··· 原文摘录
本人是一个小说迷,喜欢用电纸书看小说,但苦于难以寻找网络小说的txt版本,加之最近学习了一下怎么用scrapy爬取网页数据,所以想到去使用scrapy框架来爬取笔趣阁小说存为txt文件,在爬取过程中对于并发请求的章节排序是一个难点,本代码采用字典来解决这一问题。废话不多说,直接上思路和代码。
首先看一下小说的网页界面,今天爬取的小说是最近比较火的大奉打更人
首先在终端创建一个scrapy项目
scrapy startproject dagengren
终端输出:
按照提示在终端输入:
cd dagengren
scrapy genspider quge quge7.com
在pycharm打开这个项目:
首先编辑quge.py这个文件:
import re
import scrapy
import urllib
class QugeSpider(scrapy.Spider):
name = 'quge'
allowed_domains = ['quge7.com']
# start_urls填入爬取的网页链接
start_urls = ['https://www.quge7.com/book/1472/']
def parse(self, response):
items = {}
# 'cur'项记录爬取的章节数
items['cur'] = 0
# 'xpath'提取小说标题
items['title'] = response.xpath("//div[@class='info']/h1/text()").extract_first()
# 'xpath'提取小说作者
items['author'] = response.xpath("//div[@class='small']/span[1]/text()").extract_first()
# 'xpath'提取小说目录
dd_list = response.xpath('//div[@class="listmain"]/dl/dd')
······
任务要求:
(1) 请用两句话概括这篇用scrapy爬取小说的文章。
(2) 根据这篇用scrapy爬取小说的文章，回答以下问题：
(a) 这次爬取的是哪部小说？
(b) 在终端创建scrapy项目时使用的项目名是什么？
(c) 代码用什么来解决并发请求的章节排序问题？
(3) 请接着这篇用scrapy爬取小说的文章的最后一句继续往下写。
··· 数据部分
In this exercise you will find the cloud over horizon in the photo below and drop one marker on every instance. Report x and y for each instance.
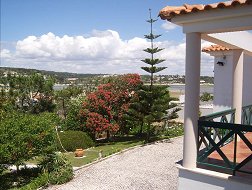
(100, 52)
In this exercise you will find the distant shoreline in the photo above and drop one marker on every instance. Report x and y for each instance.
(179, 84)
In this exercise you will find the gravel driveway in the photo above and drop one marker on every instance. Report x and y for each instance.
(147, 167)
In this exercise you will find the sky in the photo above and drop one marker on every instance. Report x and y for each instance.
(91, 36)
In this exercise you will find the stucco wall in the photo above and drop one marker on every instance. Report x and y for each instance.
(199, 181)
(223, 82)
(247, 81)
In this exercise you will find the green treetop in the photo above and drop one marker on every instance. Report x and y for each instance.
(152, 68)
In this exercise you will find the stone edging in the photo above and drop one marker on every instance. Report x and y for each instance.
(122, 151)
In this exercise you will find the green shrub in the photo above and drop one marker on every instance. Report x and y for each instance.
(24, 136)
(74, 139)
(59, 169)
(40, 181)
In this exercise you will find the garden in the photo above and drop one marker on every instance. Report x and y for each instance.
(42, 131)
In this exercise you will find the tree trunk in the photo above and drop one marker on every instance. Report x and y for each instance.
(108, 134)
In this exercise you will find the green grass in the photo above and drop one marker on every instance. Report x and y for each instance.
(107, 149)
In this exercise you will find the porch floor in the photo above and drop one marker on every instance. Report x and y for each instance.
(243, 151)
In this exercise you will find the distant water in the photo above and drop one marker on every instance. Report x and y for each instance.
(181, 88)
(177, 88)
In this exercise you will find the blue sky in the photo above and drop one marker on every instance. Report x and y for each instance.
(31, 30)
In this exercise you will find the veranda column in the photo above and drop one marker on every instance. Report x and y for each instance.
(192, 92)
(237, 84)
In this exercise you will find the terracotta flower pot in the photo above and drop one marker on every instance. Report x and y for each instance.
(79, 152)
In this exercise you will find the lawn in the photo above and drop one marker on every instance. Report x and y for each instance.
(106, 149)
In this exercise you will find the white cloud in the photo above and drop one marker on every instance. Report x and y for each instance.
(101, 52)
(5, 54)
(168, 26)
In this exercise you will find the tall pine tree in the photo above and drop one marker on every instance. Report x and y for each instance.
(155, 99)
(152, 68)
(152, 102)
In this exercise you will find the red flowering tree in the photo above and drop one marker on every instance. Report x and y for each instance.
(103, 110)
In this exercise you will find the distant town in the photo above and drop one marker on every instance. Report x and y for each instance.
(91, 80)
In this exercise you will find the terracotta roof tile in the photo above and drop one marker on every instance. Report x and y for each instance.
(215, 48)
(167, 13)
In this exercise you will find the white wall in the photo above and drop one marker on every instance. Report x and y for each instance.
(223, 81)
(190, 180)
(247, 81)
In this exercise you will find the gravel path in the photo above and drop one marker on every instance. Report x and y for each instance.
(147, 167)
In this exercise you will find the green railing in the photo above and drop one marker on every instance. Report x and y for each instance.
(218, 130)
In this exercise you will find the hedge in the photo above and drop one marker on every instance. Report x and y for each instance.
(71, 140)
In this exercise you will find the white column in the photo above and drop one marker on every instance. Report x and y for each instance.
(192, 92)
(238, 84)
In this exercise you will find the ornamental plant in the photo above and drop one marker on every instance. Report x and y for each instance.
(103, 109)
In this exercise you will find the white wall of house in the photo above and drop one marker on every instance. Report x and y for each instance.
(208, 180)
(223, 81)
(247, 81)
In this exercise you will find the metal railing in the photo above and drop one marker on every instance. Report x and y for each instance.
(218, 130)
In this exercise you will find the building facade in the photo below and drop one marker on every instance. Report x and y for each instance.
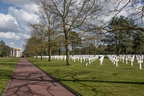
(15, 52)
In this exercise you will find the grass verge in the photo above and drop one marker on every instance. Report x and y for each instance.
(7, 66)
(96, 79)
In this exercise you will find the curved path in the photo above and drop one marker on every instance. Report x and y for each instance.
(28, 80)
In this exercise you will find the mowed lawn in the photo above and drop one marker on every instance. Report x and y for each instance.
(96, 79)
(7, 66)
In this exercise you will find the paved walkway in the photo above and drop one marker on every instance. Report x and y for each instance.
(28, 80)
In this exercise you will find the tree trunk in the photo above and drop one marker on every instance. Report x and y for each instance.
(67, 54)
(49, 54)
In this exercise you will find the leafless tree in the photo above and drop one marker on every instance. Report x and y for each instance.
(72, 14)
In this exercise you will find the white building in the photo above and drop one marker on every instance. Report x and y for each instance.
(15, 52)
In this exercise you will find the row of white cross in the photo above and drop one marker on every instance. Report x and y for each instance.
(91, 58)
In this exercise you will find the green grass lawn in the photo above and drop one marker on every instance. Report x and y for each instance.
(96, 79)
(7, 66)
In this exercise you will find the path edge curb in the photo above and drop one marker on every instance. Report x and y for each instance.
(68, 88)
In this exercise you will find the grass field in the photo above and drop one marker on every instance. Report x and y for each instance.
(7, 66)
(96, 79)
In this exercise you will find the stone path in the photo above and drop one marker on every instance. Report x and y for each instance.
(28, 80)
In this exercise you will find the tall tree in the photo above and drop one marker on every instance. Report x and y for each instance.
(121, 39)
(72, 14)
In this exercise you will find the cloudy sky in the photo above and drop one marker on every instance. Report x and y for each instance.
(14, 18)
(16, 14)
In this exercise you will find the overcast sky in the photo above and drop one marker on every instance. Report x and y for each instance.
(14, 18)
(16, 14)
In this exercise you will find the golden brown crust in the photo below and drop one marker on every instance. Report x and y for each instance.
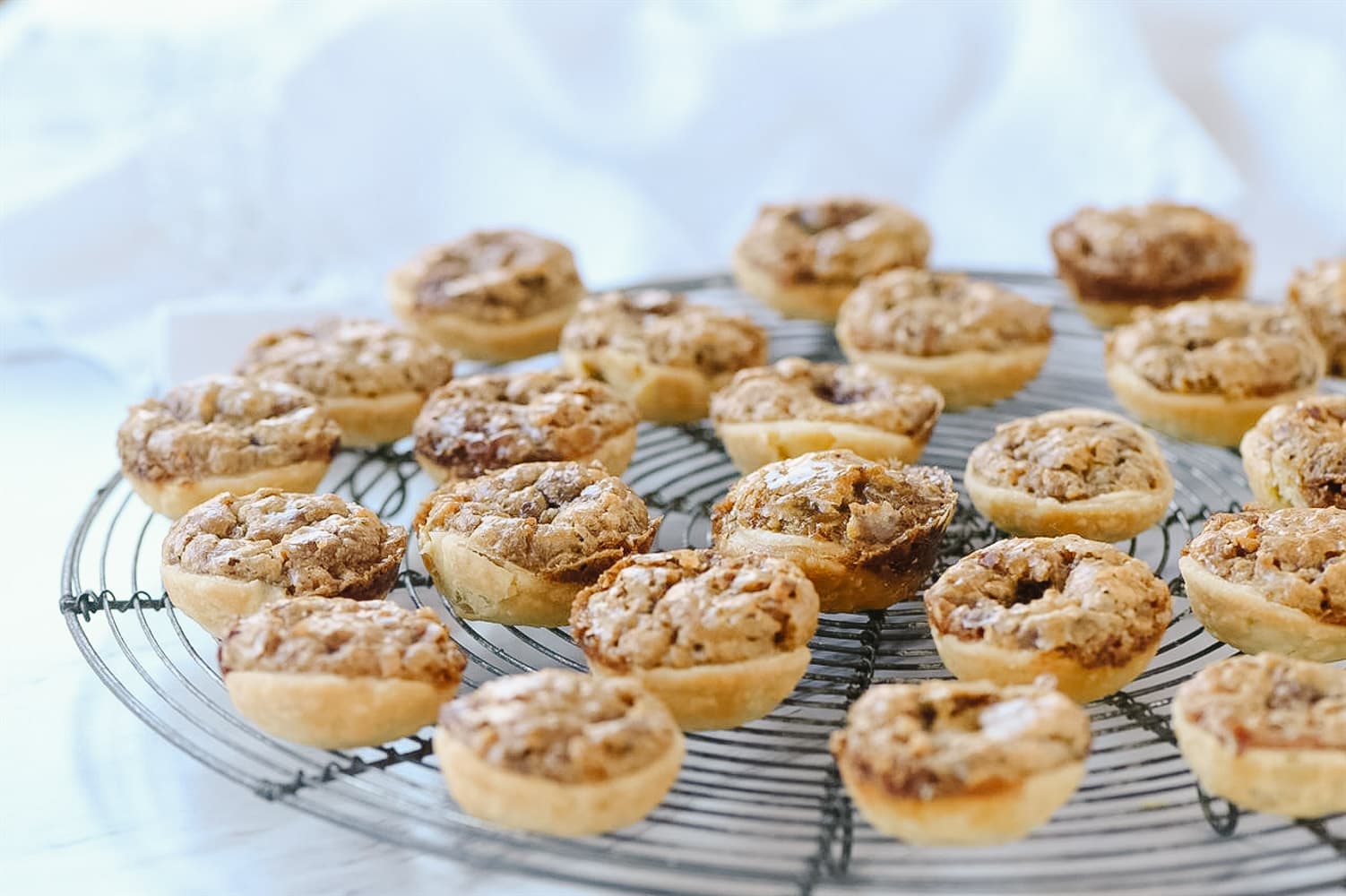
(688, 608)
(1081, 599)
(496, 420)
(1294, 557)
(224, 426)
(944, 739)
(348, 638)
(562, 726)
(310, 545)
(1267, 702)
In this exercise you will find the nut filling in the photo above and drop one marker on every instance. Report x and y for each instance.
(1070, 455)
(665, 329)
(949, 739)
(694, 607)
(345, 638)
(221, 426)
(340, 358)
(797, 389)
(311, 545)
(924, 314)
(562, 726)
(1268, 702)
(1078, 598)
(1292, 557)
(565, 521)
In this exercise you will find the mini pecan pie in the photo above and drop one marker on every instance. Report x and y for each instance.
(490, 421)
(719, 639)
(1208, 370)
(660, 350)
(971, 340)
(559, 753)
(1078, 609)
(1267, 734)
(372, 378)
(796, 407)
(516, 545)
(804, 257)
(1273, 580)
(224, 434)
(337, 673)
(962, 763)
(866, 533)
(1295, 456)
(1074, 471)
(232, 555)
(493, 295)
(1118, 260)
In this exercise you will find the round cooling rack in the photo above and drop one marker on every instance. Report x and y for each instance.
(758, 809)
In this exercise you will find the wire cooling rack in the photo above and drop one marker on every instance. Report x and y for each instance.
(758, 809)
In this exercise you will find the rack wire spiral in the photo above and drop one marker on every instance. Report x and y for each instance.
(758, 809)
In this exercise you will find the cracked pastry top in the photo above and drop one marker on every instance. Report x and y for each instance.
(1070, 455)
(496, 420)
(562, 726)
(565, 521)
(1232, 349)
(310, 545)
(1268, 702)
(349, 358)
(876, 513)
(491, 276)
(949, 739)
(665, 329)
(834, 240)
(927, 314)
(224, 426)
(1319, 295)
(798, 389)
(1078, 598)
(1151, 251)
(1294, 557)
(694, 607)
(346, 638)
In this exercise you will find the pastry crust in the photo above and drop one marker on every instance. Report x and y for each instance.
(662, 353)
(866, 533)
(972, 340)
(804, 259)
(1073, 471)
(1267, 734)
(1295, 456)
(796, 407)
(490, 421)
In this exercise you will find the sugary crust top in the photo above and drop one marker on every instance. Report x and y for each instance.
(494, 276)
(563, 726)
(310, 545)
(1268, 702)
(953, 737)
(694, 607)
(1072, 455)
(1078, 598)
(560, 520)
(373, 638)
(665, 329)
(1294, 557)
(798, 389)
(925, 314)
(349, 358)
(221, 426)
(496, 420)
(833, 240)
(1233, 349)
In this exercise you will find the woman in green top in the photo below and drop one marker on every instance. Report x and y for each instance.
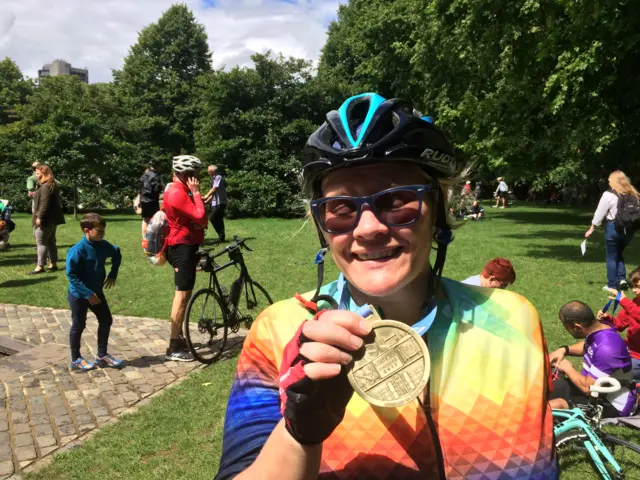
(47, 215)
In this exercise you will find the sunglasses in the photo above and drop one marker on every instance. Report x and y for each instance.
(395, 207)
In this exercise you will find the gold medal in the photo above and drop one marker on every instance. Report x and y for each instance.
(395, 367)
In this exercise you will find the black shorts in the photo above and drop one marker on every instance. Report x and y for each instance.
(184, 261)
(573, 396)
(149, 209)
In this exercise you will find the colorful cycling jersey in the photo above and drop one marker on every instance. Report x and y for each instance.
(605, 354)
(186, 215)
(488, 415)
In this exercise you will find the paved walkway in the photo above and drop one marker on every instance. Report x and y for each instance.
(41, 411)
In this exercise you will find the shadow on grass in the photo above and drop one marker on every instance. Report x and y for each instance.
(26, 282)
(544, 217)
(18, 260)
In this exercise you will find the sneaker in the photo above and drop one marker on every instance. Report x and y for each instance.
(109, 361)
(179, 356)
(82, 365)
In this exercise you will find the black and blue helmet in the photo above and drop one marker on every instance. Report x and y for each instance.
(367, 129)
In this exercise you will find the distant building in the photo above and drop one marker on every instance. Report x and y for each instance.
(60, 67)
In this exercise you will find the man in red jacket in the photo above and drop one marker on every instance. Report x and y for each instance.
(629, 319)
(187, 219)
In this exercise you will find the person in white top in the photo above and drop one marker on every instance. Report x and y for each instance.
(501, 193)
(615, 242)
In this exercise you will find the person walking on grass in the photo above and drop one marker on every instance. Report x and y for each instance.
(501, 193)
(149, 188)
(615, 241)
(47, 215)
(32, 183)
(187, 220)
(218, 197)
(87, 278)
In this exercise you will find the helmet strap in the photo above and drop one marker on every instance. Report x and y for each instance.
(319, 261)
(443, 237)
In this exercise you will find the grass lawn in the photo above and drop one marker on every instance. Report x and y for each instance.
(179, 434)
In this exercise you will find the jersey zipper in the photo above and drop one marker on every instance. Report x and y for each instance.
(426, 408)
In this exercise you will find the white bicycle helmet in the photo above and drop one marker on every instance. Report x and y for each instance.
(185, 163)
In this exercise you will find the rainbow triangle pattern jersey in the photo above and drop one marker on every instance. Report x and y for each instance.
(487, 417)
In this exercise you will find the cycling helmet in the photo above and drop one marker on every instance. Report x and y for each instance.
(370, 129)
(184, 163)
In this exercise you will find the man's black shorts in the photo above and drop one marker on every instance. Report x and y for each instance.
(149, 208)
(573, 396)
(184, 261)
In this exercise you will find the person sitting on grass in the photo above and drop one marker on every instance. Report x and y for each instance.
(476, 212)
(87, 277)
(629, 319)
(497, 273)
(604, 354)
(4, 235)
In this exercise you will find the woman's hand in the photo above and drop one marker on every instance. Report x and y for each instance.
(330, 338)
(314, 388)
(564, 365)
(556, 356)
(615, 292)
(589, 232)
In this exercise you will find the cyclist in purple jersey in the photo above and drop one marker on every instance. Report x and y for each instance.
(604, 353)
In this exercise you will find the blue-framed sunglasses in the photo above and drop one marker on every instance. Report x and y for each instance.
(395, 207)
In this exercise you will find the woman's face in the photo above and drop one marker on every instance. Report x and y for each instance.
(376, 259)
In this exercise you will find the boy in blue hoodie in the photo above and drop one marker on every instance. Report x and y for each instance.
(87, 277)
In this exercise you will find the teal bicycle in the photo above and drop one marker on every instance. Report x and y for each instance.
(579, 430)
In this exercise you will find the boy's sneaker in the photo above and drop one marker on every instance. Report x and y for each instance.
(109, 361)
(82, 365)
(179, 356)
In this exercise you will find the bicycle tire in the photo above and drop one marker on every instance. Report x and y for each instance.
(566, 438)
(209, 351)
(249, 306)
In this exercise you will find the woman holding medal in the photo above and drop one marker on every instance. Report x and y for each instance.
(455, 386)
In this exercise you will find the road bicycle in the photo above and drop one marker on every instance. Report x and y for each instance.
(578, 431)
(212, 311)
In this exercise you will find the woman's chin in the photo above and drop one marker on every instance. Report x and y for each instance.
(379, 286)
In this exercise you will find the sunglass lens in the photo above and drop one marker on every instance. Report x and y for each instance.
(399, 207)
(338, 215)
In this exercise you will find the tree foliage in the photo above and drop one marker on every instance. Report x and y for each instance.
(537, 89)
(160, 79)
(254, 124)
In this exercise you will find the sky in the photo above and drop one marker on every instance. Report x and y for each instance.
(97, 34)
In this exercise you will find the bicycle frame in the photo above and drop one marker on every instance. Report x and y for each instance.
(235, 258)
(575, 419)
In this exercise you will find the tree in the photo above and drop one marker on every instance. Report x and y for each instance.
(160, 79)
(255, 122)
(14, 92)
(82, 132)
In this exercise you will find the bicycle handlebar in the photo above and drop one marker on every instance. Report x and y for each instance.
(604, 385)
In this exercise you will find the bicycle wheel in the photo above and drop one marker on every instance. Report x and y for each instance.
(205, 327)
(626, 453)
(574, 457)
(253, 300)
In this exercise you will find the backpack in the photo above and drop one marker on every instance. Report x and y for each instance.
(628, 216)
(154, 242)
······
参考答案:
(1) 文章作者想用scrapy框架爬取笔趣阁的小说并存为txt文件，并指出并发请求下的章节排序是难点，代码用字典来解决。文中先在终端创建名为dagengren的项目并生成quge爬虫，再编辑quge.py，用xpath提取小说的标题、作者和目录。

(2)
(a) 大奉打更人
(b) dagengren
(c) 字典

(3)
# 'max_page_href'为最后一章的链接
max_page = dd_list[-1]
max_page_href = max_page.xpath('./a/@href').extract_first()
# 因为'max_page_href'得到的链接不完整,如/book/1472/1.html
# 通过urlib.parse.urljoin()方法可将链接补全
max_page_href = urllib.parse.urljoin('https://www.quge7.com/book/1472/',max_page_href)
# 提取最大章节数
max_number = int(re.findall(r'https://www.quge7.com/book/1472/(.*?)\.html', max_page_href)[-1])
# 生成爬取的网页链接列表
url_list = ["https://www.quge7.com/book/1472/"+str(i)+".html" for i in range(1,max_number+1)]
# 爬取网页链接列表里面的网页
for url in url_list:
# 创造请求,交给parse_content处理响应
yield scrapy.Request(url,callback=self.parse_content,meta={'items':items})
# 在item里面存入章节数
items['max_page'] = max_number
def parse_content(self,response):
# 拿出items
items = response.meta['items']
# 爬取的章节数加一
items['cur'] += 1
# 'current_page'为当前第几章
current_page = int(re.findall(r'https://www.quge7.com/book/1472/(.*?)\.html',response.url)[-1])
# 提取章节标题
small_title = response.xpath("//span[@class='title']/text()").extract_first()
# 提取章节文本
texts = response.xpath("//div[@id='chaptercontent']/text()").extract()
# 过滤文本
texts = [re.sub(r'\u3000\u3000',r'\n',text) for text in texts]
# 把文本列表转换成字符串
items[current_page] = "".join(texts)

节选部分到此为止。